**Your instructions**
Retype every one of the items below word for word, changing nothing and leaving nothing out.

**Records for the exercise**
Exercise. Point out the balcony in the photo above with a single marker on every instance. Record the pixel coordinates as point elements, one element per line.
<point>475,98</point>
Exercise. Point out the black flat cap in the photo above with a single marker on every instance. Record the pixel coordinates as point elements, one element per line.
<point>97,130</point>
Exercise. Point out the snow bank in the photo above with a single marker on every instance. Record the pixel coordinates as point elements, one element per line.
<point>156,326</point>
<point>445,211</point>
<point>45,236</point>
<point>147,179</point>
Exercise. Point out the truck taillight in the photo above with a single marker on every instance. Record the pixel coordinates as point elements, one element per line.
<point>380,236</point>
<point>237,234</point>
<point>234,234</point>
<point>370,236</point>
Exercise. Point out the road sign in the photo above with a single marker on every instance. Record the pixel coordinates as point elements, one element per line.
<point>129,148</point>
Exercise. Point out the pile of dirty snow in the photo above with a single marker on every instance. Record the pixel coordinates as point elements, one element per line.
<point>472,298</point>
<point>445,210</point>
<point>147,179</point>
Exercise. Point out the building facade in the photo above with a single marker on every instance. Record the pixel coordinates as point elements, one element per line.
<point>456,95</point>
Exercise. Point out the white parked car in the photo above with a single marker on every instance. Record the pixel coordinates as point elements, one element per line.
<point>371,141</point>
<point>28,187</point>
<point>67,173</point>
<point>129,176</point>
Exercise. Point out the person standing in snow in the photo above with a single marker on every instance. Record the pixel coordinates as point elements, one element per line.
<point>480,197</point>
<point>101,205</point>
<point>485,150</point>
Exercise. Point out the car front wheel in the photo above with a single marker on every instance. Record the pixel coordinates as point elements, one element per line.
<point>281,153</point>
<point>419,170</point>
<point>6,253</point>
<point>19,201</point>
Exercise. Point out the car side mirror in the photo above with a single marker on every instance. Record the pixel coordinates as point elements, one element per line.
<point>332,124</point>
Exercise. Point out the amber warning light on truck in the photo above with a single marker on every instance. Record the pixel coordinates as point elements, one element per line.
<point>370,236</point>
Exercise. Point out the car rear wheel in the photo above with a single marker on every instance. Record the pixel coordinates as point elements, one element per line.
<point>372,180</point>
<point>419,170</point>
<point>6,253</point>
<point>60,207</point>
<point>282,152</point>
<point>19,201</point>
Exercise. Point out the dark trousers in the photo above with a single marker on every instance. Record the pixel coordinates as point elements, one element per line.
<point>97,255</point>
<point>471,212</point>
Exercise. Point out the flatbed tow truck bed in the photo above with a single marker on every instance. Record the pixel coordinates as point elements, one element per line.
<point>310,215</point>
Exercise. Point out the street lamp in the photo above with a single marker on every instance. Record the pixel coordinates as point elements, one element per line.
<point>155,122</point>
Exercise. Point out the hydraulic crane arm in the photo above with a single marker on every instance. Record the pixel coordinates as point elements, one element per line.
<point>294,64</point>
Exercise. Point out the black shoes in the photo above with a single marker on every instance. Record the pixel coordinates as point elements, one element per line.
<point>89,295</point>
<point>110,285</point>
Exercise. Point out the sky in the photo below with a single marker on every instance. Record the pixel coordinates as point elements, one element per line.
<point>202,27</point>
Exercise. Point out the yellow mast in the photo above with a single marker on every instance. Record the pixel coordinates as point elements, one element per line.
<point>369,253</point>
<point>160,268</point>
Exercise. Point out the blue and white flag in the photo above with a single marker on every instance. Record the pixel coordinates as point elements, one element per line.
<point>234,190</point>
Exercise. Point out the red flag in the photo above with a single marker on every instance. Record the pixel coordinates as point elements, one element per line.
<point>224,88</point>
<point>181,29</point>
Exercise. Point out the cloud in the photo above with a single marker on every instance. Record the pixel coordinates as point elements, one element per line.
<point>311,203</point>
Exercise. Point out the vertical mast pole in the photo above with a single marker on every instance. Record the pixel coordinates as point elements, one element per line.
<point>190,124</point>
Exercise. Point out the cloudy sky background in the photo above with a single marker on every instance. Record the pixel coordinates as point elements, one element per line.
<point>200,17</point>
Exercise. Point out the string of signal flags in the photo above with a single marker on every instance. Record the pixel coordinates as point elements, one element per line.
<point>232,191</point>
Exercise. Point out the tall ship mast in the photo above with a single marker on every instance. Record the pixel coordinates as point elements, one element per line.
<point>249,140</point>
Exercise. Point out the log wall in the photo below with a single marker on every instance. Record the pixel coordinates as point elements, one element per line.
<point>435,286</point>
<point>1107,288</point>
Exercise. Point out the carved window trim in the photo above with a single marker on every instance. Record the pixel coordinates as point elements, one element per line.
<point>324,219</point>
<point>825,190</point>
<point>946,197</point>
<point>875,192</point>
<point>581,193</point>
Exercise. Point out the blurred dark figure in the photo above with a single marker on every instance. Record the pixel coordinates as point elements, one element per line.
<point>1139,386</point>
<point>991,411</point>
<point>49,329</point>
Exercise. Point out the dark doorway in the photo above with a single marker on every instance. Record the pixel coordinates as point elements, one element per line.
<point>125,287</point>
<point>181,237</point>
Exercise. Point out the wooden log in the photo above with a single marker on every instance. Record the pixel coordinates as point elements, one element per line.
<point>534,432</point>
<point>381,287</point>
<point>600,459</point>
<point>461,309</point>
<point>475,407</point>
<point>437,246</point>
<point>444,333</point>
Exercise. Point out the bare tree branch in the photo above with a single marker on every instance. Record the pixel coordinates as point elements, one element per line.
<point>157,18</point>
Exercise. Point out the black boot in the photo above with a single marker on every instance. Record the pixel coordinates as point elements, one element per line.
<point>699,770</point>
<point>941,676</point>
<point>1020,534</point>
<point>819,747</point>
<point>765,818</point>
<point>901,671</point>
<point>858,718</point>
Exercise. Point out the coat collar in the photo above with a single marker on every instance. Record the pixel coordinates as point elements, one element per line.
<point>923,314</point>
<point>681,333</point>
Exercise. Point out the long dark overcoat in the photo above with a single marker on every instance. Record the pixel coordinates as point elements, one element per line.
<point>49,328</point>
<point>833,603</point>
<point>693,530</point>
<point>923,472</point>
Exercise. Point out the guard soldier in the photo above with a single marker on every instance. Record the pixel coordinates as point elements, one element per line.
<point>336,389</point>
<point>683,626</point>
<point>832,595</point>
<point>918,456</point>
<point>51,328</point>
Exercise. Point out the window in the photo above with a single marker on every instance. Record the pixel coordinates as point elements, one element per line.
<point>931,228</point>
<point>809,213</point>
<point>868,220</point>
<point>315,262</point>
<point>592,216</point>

**Result of the task**
Exercise. Point out the balcony in the photo above with a single marker on every instance. Record the pixel coordinates as point elements, one element per line.
<point>475,98</point>
Exercise. Point out the black flat cap in the photo above with a single marker on every instance. Record the pixel coordinates as point elements, one element per line.
<point>97,130</point>
Exercise. Point out the snow bank in the photo above with a single marker on every instance. Record the pixel coordinates as point elements, one element per line.
<point>156,326</point>
<point>445,211</point>
<point>45,236</point>
<point>147,179</point>
Exercise. Point out the truck taillight in the photo above with a single marker on every instance. Record the pixel coordinates as point elements, one element per line.
<point>380,236</point>
<point>237,234</point>
<point>234,234</point>
<point>370,236</point>
Exercise. Point out the road sign in the photo above with a single marker on every instance. Record the pixel coordinates as point elements, one element per line.
<point>129,148</point>
Exercise. Point out the pile of dirty snow in the photo above with a single marker on every instance. Record the pixel coordinates as point elements, one element per line.
<point>472,298</point>
<point>445,210</point>
<point>147,179</point>
Exercise. Point out the building facade in the photo above with a single marker on every instance. Record the pixel coordinates as point elements, one element per line.
<point>456,95</point>
Exercise. Point out the white parked car in the photo above with a single marker on every instance. Record the pixel coordinates as point elements, one element per line.
<point>371,141</point>
<point>28,187</point>
<point>67,173</point>
<point>129,176</point>
Exercise. Point out the person standing in snow in the photo above with a single marker on every instance. Record the pixel coordinates as point elements, one element per line.
<point>480,197</point>
<point>101,205</point>
<point>485,150</point>
Exercise. Point out the car front wheel in the photo above with a single marker on every instance. Record the pixel coordinates as point elements, one element per line.
<point>281,153</point>
<point>419,170</point>
<point>6,253</point>
<point>19,201</point>
Exercise. Point out the car side mirror in the photo above with a single marker on every instance. Record the pixel coordinates as point elements, one element per line.
<point>332,124</point>
Exercise. Point out the amber warning light on truck in the photo above with a single marker on every instance. Record the pixel coordinates as point elements, one element per line.
<point>370,236</point>
Exercise. Point out the car rear wheel in the photo above with a single marker on every instance. Record the pixel coordinates as point elements, one element per line.
<point>372,180</point>
<point>419,170</point>
<point>6,253</point>
<point>60,207</point>
<point>282,152</point>
<point>19,201</point>
Exercise. Point out the dark trousers in the photo above with a single marker on every instance. Record the pixel coordinates as point elements, one element per line.
<point>97,255</point>
<point>471,212</point>
Exercise. Point out the flatbed tow truck bed in the photo above with a single marker on every instance. Record the pixel coordinates as point elements, one element per line.
<point>310,215</point>
Exercise. Point out the street lamp in the photo above with a single marker on every instance. Record the pixel coordinates as point elements, one element per line.
<point>155,122</point>
Exercise. Point out the hydraulic crane arm in the photo above with a single marker on every instance. Record the pixel coordinates as point elements, one element per line.
<point>294,64</point>
Exercise. Point out the black shoes in the photo above with a single marker on every instance. Record the pixel coordinates as point elements, one element per line.
<point>89,295</point>
<point>110,285</point>
Exercise. Point out the sky in the photo below with a single marker on every instance. Record the pixel coordinates as point elements, one element per line.
<point>202,27</point>
Exercise. Point out the yellow mast in the photo above with a single marker on every instance. Record the pixel coordinates as point elements, one element per line.
<point>369,253</point>
<point>160,268</point>
Exercise. Point out the blue and white flag in the photo above with a single marker on every instance. Record the pixel coordinates as point elements, one element per line.
<point>234,190</point>
Exercise. Point out the red flag in the photo above with a single marker on every instance. Record the pixel coordinates as point elements, one element per line.
<point>224,88</point>
<point>181,29</point>
Exercise. Point out the cloud in the photo above with a single marker on every instance. Record the pixel coordinates as point elements, one element per line.
<point>311,203</point>
Exercise. Point out the vertical mast pole in the photo above with a single marker on every instance. Record the pixel coordinates as point elements, one element per line.
<point>190,124</point>
Exercise. Point out the cloudy sky background in the photo above with a single marker on every instance. Record the pixel coordinates as point elements, one element per line.
<point>200,17</point>
Exercise. Point out the string of signal flags in the photo above with a single marker on every instance. Record the pixel coordinates as point elements, one element per line.
<point>232,191</point>
Exercise. Point out the tall ship mast in the photo above with a single marker on every instance. Record the pixel coordinates as point elements, one element per line.
<point>249,140</point>
Exercise. Point out the log wall in the photo below with a single marker on every instance. Record the pixel coordinates as point elements, one element per line.
<point>435,286</point>
<point>1107,288</point>
Exercise. Point out the carved window trim in the photo above with a single marker on every instance. Record the pixel coordinates as point elements, one element per line.
<point>324,219</point>
<point>825,190</point>
<point>946,197</point>
<point>875,192</point>
<point>581,193</point>
Exercise. Point out the blurred dark figure in the photo above with a single marker on every instance. Record the pixel coordinates as point elements, one element per line.
<point>1139,386</point>
<point>991,411</point>
<point>49,329</point>
Exercise. Point out the dark doorway in the photo above with a single marker on every instance. Record the pixel coordinates as point elements, one element per line.
<point>125,287</point>
<point>181,237</point>
Exercise. Point out the wooden log in the photo above with a single marker on every instance. Record the pixel coordinates as point elements, one element per line.
<point>534,432</point>
<point>381,287</point>
<point>600,459</point>
<point>461,309</point>
<point>475,407</point>
<point>437,246</point>
<point>444,333</point>
Exercise. Point out the bare tree branch in the photo above with a single marker on every instance. Record the pixel coordinates as point elements, one element per line.
<point>157,18</point>
Exercise. Point out the black boot in the photo above with a single marker on every instance. Record the pixel coordinates as point elements, one element per line.
<point>699,770</point>
<point>941,676</point>
<point>1020,534</point>
<point>819,747</point>
<point>765,818</point>
<point>901,671</point>
<point>858,718</point>
Exercise. Point out the coat collar in the photo above with a single marker on every instance. Record the pixel coordinates as point elements, one element per line.
<point>923,314</point>
<point>681,333</point>
Exercise. Point out the long dark overcoat in the photo above with a single marker on every instance. Record the pixel coordinates as point elements, one element per line.
<point>49,328</point>
<point>833,603</point>
<point>693,530</point>
<point>923,472</point>
Exercise. Point out the guard soldier in the photo above with a single marker on every instance. Record the pixel coordinates as point elements, one element per line.
<point>336,389</point>
<point>683,626</point>
<point>832,595</point>
<point>918,456</point>
<point>51,328</point>
Exercise. Point out the window in the photo above with a single marker on every instance. Record the pixel coordinates as point elements, one element per line.
<point>931,228</point>
<point>809,213</point>
<point>868,220</point>
<point>315,262</point>
<point>592,216</point>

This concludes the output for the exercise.